Prompt 1 —
In the passage about Maggie and the Independent Order of St. Luke, write out everything from "When she was" down to "meeting in 1926.".
Prompt 2 —
According to the passage about Maggie and the Independent Order of St. Luke, what position did she reach in the Order in 1899?

Page —
++++++++++++++++++++

The Mitchell family moved to their own home on College Alley off of Broad Street nearby Miss Van Lew's home where Maggie and her brother Johnnie were raised.[3]:2 The house was near the First African Baptist Church which, like many black churches at the time, was an economic, political, and social center for the local black community.[3]:3 After the untimely death of William Mitchell, Maggie's mother supported her family by working as a laundress. Young Maggie attended the newly formed Richmond Public Schools and helped her mother by delivering the clean clothes.

Leader[]

When she was fourteen years old, young Maggie joined the local council of the Independent Order of St. Luke. This fraternal burial society, established in 1867 in Baltimore, Maryland, ministered to the sick and aged, promoted humanitarian causes and encouraged individual self-help and integrity. She served in numerous capacities of increasing responsibility for the Order, from that of a delegate to the biannual convention to the top leadership position of Right Worthy Grand Secretary in 1899,[5] a position she held until she died.She was born in Richmond.

Walker was inducted as an Honorary Member of the Nu Chapter of Zeta Phi Beta Sorority at the chapter's first meeting in 1926.

++++++++++++++++++++

Records shown —
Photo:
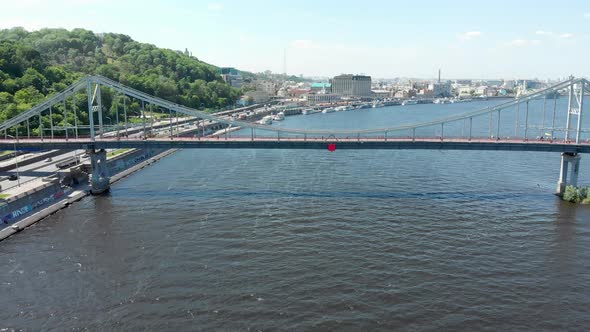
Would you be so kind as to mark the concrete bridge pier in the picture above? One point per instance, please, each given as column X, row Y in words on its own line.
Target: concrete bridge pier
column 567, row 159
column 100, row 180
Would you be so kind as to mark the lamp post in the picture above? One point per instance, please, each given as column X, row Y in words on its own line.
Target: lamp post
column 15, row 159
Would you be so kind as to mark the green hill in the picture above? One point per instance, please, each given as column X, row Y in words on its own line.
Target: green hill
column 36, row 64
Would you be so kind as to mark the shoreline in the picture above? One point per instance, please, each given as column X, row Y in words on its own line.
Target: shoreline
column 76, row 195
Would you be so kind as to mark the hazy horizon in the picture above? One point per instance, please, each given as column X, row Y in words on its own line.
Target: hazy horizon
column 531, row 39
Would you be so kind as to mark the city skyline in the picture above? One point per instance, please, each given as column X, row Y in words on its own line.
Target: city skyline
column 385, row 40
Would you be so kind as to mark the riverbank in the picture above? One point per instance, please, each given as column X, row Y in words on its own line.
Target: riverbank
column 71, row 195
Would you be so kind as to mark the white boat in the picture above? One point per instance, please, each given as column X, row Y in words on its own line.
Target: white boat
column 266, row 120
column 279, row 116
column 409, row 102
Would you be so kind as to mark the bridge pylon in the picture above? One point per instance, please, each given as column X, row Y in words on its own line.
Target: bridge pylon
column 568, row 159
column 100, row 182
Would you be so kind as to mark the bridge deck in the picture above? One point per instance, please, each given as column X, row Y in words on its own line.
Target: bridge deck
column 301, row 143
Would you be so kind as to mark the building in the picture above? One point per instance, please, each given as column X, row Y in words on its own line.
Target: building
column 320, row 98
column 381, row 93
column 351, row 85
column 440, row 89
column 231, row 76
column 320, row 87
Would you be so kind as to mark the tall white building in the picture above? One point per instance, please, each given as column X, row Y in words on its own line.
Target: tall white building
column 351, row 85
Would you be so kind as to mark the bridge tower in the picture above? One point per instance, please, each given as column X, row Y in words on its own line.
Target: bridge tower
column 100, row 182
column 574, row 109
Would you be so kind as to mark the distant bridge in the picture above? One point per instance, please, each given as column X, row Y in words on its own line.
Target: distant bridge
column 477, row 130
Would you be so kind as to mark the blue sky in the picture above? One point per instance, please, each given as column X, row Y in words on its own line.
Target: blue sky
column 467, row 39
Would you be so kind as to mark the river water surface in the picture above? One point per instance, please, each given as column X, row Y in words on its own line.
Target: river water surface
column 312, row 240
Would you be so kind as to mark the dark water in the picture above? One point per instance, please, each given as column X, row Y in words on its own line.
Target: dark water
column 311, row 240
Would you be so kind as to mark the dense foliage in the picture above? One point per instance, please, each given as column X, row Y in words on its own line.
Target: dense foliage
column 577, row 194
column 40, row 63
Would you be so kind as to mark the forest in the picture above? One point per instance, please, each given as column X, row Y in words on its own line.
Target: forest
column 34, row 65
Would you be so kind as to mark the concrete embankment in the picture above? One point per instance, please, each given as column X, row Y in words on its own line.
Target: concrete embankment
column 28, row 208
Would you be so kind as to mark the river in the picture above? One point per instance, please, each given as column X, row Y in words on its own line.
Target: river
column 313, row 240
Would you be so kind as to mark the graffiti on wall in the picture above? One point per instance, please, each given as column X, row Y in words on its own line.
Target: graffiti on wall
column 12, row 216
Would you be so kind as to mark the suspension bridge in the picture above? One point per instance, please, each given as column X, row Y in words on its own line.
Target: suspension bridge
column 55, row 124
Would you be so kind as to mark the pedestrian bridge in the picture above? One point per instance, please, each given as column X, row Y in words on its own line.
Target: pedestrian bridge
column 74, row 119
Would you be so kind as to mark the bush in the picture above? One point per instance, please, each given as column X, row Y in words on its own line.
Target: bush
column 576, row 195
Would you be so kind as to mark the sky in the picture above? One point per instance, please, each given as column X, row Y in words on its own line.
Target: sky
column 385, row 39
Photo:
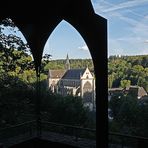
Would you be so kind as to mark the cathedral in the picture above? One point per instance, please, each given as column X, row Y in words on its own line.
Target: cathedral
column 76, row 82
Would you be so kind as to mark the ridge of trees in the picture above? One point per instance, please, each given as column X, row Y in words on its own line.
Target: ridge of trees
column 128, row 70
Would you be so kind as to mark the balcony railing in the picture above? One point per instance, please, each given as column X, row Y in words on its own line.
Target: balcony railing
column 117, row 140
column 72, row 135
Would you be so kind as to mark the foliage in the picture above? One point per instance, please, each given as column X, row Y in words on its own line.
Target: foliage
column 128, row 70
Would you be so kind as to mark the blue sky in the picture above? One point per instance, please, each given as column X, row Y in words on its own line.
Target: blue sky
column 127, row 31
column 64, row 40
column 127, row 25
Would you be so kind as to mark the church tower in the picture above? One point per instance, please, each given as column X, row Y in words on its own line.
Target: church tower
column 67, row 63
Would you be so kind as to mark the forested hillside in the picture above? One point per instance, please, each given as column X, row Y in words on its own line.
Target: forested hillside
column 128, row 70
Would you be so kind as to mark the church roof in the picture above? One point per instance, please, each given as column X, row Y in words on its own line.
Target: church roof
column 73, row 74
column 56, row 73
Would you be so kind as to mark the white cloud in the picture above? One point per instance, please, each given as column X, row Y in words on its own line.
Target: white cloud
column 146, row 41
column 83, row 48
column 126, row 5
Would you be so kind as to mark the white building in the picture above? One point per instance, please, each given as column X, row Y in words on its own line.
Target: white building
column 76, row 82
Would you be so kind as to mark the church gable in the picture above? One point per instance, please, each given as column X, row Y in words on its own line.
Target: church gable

++++++++++++++++++++

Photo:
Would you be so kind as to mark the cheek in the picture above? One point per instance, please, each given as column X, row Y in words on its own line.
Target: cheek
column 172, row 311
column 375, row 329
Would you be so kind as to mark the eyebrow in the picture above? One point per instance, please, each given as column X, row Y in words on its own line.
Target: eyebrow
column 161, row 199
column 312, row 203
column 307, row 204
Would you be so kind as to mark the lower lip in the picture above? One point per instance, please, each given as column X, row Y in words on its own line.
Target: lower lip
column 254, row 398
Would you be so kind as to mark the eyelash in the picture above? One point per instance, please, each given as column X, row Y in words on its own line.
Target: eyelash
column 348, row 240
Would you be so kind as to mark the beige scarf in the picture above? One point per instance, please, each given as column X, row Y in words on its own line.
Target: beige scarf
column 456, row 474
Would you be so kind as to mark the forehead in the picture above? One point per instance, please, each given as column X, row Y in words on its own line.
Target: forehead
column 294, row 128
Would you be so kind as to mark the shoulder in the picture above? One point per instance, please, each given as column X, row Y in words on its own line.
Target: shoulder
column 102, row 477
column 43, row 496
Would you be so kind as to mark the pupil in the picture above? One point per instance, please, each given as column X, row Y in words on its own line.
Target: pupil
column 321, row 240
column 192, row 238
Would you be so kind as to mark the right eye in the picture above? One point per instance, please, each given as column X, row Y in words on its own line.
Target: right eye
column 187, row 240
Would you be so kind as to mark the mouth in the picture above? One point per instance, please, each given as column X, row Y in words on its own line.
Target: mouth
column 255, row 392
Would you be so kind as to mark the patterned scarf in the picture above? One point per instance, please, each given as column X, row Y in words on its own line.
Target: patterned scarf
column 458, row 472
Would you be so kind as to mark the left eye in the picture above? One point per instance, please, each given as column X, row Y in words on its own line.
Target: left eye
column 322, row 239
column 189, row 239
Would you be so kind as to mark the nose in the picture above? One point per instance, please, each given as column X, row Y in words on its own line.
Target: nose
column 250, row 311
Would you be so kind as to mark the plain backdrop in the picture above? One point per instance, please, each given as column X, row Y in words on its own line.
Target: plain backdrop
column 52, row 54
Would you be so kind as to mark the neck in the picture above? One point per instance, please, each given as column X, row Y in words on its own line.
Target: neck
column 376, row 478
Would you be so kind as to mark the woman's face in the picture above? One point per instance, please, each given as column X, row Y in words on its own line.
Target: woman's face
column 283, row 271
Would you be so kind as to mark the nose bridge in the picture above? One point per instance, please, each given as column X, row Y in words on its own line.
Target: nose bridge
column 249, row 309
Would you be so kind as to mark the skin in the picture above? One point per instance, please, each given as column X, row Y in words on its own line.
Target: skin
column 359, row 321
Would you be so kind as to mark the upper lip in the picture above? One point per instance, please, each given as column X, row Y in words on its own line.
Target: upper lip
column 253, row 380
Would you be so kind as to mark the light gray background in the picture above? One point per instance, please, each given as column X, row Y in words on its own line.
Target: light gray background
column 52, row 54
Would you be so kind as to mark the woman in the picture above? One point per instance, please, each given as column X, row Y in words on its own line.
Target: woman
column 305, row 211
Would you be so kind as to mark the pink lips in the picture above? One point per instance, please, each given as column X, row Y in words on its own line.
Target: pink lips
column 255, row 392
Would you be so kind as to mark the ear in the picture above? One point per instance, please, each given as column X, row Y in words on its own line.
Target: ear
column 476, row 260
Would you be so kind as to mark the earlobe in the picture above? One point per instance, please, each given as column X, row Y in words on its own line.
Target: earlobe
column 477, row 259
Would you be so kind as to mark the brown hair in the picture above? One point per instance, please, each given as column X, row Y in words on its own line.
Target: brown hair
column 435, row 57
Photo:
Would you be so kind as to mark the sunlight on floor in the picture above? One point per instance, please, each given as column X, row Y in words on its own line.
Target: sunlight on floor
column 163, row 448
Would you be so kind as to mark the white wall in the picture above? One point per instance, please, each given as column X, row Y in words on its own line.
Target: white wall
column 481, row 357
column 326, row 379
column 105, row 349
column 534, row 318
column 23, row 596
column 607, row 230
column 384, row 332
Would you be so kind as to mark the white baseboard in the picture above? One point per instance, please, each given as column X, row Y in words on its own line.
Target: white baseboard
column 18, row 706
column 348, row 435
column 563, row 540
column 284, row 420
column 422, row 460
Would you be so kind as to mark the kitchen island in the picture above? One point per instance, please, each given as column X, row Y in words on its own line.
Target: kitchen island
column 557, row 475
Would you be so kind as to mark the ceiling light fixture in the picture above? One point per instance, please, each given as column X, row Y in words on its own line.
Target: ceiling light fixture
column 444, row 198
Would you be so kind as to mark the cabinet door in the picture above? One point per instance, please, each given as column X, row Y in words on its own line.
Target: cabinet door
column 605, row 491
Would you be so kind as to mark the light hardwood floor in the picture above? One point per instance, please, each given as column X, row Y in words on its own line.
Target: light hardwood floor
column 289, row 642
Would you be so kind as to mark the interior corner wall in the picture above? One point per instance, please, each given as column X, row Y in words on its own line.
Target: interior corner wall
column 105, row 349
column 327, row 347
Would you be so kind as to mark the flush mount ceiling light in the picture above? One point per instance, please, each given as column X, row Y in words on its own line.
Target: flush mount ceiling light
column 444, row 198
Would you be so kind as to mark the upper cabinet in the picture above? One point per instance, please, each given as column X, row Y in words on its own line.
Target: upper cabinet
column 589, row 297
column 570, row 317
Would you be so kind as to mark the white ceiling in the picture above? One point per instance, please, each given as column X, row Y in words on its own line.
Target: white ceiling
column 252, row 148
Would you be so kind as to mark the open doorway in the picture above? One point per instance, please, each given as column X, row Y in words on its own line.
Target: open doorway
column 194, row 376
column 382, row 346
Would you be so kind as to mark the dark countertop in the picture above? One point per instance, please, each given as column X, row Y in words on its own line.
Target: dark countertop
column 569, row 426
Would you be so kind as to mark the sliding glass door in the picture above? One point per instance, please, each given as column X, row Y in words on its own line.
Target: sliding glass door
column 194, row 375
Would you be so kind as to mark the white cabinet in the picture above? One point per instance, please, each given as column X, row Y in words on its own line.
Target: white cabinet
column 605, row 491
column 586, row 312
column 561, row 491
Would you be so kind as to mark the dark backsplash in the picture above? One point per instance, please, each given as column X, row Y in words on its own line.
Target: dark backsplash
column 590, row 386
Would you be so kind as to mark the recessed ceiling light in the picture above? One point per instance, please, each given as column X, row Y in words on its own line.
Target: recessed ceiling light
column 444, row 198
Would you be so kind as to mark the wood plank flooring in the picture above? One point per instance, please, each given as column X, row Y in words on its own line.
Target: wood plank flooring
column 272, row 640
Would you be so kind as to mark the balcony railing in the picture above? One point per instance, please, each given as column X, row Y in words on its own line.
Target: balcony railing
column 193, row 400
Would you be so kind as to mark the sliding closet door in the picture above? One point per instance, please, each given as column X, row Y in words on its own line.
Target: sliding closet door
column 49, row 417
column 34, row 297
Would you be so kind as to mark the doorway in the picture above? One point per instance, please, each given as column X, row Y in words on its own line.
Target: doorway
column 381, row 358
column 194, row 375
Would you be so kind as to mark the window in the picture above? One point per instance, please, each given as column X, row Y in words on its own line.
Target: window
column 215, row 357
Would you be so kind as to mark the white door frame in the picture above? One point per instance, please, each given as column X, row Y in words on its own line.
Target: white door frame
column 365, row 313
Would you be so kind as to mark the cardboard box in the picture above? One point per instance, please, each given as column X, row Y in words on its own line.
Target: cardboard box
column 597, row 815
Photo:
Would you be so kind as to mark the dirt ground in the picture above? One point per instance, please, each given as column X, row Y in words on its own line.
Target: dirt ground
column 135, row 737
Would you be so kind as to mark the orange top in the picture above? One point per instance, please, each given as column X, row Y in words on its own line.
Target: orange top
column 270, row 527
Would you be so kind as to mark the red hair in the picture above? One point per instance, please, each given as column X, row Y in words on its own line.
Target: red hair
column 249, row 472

++++++++++++++++++++

Problem solution 1 —
When she was fourteen years old, young Maggie joined the local council of the Independent Order of St. Luke. This fraternal burial society, established in 1867 in Baltimore, Maryland, ministered to the sick and aged, promoted humanitarian causes and encouraged individual self-help and integrity. She served in numerous capacities of increasing responsibility for the Order, from that of a delegate to the biannual convention to the top leadership position of Right Worthy Grand Secretary in 1899,[5] a position she held until she died.She was born in Richmond.

Walker was inducted as an Honorary Member of the Nu Chapter of Zeta Phi Beta Sorority at the chapter's first meeting in 1926.

Problem solution 2 —
Right Worthy Grand Secretary